* ASSIGNMENT
Each entry must be written out again exactly as it stands.

━━━━━ RECORD SET ━━━━━

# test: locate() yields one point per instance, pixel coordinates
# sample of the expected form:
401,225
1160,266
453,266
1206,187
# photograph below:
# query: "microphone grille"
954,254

━━━━━

* WRITTEN REPLY
# test: locate() yields one point per instance, pixel coordinates
# sample of the expected form:
401,225
1160,266
453,266
1206,187
# photograph below:
# query: "microphone grille"
954,254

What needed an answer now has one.